■ **Instructions for the task**: Return the following entries exactly, word for word.

Text-to-region grounding data
※ ※ ※
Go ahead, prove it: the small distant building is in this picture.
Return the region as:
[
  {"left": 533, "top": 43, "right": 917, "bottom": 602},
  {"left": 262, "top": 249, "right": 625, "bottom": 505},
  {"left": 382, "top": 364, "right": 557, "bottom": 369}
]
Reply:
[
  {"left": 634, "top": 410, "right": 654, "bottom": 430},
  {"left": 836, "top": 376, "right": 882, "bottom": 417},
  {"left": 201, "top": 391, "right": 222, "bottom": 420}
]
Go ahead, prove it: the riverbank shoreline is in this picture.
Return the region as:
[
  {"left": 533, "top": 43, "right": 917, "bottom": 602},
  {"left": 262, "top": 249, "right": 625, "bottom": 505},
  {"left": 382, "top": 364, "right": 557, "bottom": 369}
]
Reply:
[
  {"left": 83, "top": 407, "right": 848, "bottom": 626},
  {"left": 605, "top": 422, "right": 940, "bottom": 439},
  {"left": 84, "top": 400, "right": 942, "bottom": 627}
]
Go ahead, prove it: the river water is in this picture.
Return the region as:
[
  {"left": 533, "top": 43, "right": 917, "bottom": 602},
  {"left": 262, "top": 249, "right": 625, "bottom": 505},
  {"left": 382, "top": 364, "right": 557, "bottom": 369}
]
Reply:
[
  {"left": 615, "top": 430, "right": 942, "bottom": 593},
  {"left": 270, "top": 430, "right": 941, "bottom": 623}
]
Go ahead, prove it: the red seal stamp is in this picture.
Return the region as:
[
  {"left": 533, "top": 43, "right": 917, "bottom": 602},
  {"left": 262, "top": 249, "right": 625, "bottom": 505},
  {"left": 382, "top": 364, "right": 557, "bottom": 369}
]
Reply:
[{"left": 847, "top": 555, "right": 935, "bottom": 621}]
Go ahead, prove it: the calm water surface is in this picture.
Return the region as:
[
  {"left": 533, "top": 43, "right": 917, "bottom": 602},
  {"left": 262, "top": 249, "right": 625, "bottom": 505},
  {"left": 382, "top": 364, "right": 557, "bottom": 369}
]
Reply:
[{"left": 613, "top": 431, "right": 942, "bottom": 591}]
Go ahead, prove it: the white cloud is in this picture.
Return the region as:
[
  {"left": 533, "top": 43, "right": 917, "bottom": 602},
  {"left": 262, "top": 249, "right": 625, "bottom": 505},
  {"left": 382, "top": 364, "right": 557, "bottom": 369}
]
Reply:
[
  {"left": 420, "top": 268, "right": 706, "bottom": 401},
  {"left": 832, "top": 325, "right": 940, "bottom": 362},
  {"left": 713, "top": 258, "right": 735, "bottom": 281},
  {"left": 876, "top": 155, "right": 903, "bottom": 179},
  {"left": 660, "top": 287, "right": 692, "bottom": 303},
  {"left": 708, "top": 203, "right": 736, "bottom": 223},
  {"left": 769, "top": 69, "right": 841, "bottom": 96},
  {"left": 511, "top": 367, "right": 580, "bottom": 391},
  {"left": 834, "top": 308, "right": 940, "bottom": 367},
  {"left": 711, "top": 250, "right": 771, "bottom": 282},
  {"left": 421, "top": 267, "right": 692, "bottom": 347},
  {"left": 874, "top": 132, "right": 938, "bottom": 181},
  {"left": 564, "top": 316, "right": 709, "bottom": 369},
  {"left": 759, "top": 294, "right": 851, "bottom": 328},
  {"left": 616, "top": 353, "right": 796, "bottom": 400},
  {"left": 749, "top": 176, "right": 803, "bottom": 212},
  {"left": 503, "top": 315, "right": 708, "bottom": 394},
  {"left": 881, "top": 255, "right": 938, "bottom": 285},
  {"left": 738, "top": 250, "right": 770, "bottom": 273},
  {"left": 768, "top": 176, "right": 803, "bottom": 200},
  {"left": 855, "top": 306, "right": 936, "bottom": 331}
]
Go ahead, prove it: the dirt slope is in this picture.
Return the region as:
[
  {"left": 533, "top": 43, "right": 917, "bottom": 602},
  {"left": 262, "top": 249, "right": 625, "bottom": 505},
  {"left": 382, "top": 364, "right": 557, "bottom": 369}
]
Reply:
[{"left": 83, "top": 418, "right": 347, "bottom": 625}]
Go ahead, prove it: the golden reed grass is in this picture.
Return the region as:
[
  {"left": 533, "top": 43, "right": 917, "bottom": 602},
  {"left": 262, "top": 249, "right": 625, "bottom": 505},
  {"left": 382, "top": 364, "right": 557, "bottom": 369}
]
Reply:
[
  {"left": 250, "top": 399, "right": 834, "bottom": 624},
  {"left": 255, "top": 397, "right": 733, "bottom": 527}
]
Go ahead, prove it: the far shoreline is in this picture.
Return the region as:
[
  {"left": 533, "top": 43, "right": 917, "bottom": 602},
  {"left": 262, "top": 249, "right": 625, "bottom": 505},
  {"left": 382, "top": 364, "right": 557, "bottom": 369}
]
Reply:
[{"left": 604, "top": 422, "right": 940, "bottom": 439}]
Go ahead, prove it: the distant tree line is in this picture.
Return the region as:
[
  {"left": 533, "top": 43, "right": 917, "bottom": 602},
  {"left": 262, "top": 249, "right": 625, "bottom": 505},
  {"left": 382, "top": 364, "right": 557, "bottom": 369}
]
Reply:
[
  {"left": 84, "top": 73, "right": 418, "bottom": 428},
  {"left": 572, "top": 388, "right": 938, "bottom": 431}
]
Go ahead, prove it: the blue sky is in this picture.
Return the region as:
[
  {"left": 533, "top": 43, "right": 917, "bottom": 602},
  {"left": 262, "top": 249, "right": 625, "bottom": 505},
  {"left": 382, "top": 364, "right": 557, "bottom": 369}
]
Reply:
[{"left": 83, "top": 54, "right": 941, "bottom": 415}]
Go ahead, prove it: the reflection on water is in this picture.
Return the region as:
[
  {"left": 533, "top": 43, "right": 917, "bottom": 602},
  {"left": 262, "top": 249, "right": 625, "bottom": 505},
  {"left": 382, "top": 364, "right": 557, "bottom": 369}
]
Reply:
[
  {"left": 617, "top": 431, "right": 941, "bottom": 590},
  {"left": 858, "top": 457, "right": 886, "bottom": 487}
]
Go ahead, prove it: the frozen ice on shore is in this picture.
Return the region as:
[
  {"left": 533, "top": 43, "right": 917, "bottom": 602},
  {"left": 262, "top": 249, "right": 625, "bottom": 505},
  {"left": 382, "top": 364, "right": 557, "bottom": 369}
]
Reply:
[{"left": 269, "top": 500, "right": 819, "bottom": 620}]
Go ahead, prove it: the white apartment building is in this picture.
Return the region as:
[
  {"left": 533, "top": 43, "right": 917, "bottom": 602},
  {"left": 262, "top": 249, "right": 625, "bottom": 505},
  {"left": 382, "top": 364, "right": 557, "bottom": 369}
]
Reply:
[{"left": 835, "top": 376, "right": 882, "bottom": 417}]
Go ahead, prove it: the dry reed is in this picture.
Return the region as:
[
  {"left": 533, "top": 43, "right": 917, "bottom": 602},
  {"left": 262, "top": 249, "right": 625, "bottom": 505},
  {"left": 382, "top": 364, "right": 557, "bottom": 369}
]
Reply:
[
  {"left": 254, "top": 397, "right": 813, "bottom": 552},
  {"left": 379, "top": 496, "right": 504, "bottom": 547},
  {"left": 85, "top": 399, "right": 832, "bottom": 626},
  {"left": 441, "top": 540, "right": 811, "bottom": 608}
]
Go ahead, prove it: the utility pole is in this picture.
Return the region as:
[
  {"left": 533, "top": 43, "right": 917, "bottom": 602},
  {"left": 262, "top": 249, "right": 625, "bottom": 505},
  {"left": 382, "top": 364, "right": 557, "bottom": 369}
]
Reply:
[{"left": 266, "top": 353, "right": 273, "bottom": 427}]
※ ※ ※
■ **Output below**:
Go ahead, prove it: the small distant building is in this picture.
Return the region as:
[
  {"left": 533, "top": 43, "right": 917, "bottom": 602},
  {"left": 262, "top": 249, "right": 625, "bottom": 505},
  {"left": 382, "top": 364, "right": 557, "bottom": 369}
]
Reply:
[
  {"left": 634, "top": 410, "right": 654, "bottom": 430},
  {"left": 836, "top": 376, "right": 882, "bottom": 417},
  {"left": 201, "top": 391, "right": 222, "bottom": 420}
]
Go ahead, prove it: the riverbank shoreline is in this picture.
Return the region as:
[
  {"left": 533, "top": 43, "right": 917, "bottom": 602},
  {"left": 262, "top": 249, "right": 625, "bottom": 505},
  {"left": 382, "top": 364, "right": 557, "bottom": 369}
]
Reply:
[
  {"left": 83, "top": 407, "right": 848, "bottom": 626},
  {"left": 605, "top": 422, "right": 940, "bottom": 439},
  {"left": 84, "top": 400, "right": 942, "bottom": 627}
]
Go ahead, prove it: the river water is in this picture.
Return the region as:
[
  {"left": 533, "top": 43, "right": 917, "bottom": 602},
  {"left": 262, "top": 249, "right": 625, "bottom": 505},
  {"left": 382, "top": 364, "right": 557, "bottom": 369}
]
Reply:
[
  {"left": 615, "top": 430, "right": 942, "bottom": 593},
  {"left": 270, "top": 430, "right": 941, "bottom": 623}
]
Go ahead, prove it: the red seal stamp is in this picture.
Return the region as:
[
  {"left": 533, "top": 43, "right": 917, "bottom": 602},
  {"left": 262, "top": 249, "right": 625, "bottom": 505},
  {"left": 382, "top": 364, "right": 557, "bottom": 369}
]
Reply:
[{"left": 847, "top": 555, "right": 935, "bottom": 621}]
Go ahead, prove it: the calm water surface is in this picture.
Return the region as:
[
  {"left": 533, "top": 43, "right": 917, "bottom": 602},
  {"left": 262, "top": 249, "right": 625, "bottom": 505},
  {"left": 382, "top": 364, "right": 557, "bottom": 369}
]
Reply:
[{"left": 613, "top": 431, "right": 942, "bottom": 591}]
Go ahead, prove it: the white cloud is in this picture.
Return the region as:
[
  {"left": 533, "top": 43, "right": 917, "bottom": 602},
  {"left": 262, "top": 249, "right": 625, "bottom": 505},
  {"left": 382, "top": 364, "right": 557, "bottom": 369}
]
Reply:
[
  {"left": 420, "top": 268, "right": 706, "bottom": 401},
  {"left": 832, "top": 325, "right": 940, "bottom": 362},
  {"left": 713, "top": 258, "right": 735, "bottom": 281},
  {"left": 876, "top": 155, "right": 903, "bottom": 179},
  {"left": 660, "top": 287, "right": 692, "bottom": 303},
  {"left": 708, "top": 203, "right": 736, "bottom": 223},
  {"left": 769, "top": 69, "right": 841, "bottom": 96},
  {"left": 511, "top": 367, "right": 580, "bottom": 391},
  {"left": 834, "top": 308, "right": 940, "bottom": 367},
  {"left": 711, "top": 250, "right": 771, "bottom": 282},
  {"left": 421, "top": 267, "right": 692, "bottom": 347},
  {"left": 874, "top": 132, "right": 938, "bottom": 181},
  {"left": 564, "top": 316, "right": 709, "bottom": 369},
  {"left": 759, "top": 294, "right": 851, "bottom": 328},
  {"left": 616, "top": 353, "right": 796, "bottom": 400},
  {"left": 749, "top": 176, "right": 803, "bottom": 212},
  {"left": 503, "top": 315, "right": 708, "bottom": 394},
  {"left": 881, "top": 255, "right": 938, "bottom": 285},
  {"left": 738, "top": 250, "right": 770, "bottom": 273},
  {"left": 768, "top": 176, "right": 803, "bottom": 200},
  {"left": 855, "top": 306, "right": 936, "bottom": 331}
]
Go ahead, prove it: the dirt slope is in this picture.
Return the region as:
[
  {"left": 533, "top": 43, "right": 917, "bottom": 602},
  {"left": 262, "top": 249, "right": 625, "bottom": 505},
  {"left": 382, "top": 364, "right": 557, "bottom": 369}
]
Reply:
[{"left": 83, "top": 418, "right": 347, "bottom": 625}]
Go ahead, prove it: the golden reed grass is in this picture.
Return the region as:
[
  {"left": 533, "top": 43, "right": 917, "bottom": 602},
  {"left": 262, "top": 249, "right": 625, "bottom": 505},
  {"left": 382, "top": 364, "right": 557, "bottom": 369}
]
Reply:
[
  {"left": 250, "top": 399, "right": 834, "bottom": 624},
  {"left": 255, "top": 397, "right": 733, "bottom": 527}
]
Go ahead, prove it: the far shoreline is in this picture.
Return the region as:
[
  {"left": 533, "top": 43, "right": 917, "bottom": 602},
  {"left": 262, "top": 249, "right": 625, "bottom": 505},
  {"left": 382, "top": 364, "right": 557, "bottom": 369}
]
Reply:
[{"left": 604, "top": 422, "right": 940, "bottom": 439}]
Go ahead, prove it: the distant tree line is in this picture.
Return the region as:
[
  {"left": 533, "top": 43, "right": 917, "bottom": 602},
  {"left": 262, "top": 249, "right": 625, "bottom": 505},
  {"left": 382, "top": 364, "right": 557, "bottom": 369}
]
Reply:
[
  {"left": 84, "top": 73, "right": 418, "bottom": 428},
  {"left": 572, "top": 388, "right": 938, "bottom": 431}
]
Go ahead, prove it: the blue sky is in this picture.
Return the region as:
[
  {"left": 533, "top": 43, "right": 917, "bottom": 602},
  {"left": 262, "top": 249, "right": 625, "bottom": 505},
  {"left": 382, "top": 364, "right": 557, "bottom": 369}
]
Reply:
[{"left": 83, "top": 54, "right": 941, "bottom": 415}]
Go ahead, prove it: the reflection on water is in this picture.
Return the region as:
[
  {"left": 533, "top": 43, "right": 917, "bottom": 602},
  {"left": 262, "top": 249, "right": 625, "bottom": 505},
  {"left": 382, "top": 364, "right": 557, "bottom": 369}
]
Reply:
[
  {"left": 617, "top": 431, "right": 941, "bottom": 590},
  {"left": 858, "top": 457, "right": 886, "bottom": 487}
]
Go ahead, prove it: the frozen ice on shore is in this picture.
Return the region as:
[
  {"left": 533, "top": 43, "right": 917, "bottom": 602},
  {"left": 262, "top": 249, "right": 625, "bottom": 505},
  {"left": 382, "top": 364, "right": 557, "bottom": 369}
]
Reply:
[{"left": 269, "top": 500, "right": 819, "bottom": 620}]
Go ahead, prove it: the white apartment building is in this picture.
Return the region as:
[
  {"left": 533, "top": 43, "right": 917, "bottom": 602},
  {"left": 262, "top": 249, "right": 625, "bottom": 505},
  {"left": 382, "top": 364, "right": 557, "bottom": 369}
]
Reply:
[{"left": 835, "top": 376, "right": 882, "bottom": 417}]
Go ahead, prove it: the dry reed is in this picture.
Return the region as:
[
  {"left": 533, "top": 43, "right": 917, "bottom": 602},
  {"left": 262, "top": 249, "right": 625, "bottom": 505},
  {"left": 382, "top": 364, "right": 557, "bottom": 369}
]
Reply:
[
  {"left": 254, "top": 397, "right": 813, "bottom": 552},
  {"left": 379, "top": 496, "right": 504, "bottom": 547},
  {"left": 85, "top": 399, "right": 832, "bottom": 626},
  {"left": 441, "top": 540, "right": 811, "bottom": 608}
]
Go ahead, prove it: the utility pole is in this picture.
Return the region as:
[
  {"left": 533, "top": 43, "right": 917, "bottom": 602},
  {"left": 262, "top": 249, "right": 625, "bottom": 505},
  {"left": 382, "top": 364, "right": 557, "bottom": 369}
]
Reply:
[{"left": 266, "top": 353, "right": 273, "bottom": 427}]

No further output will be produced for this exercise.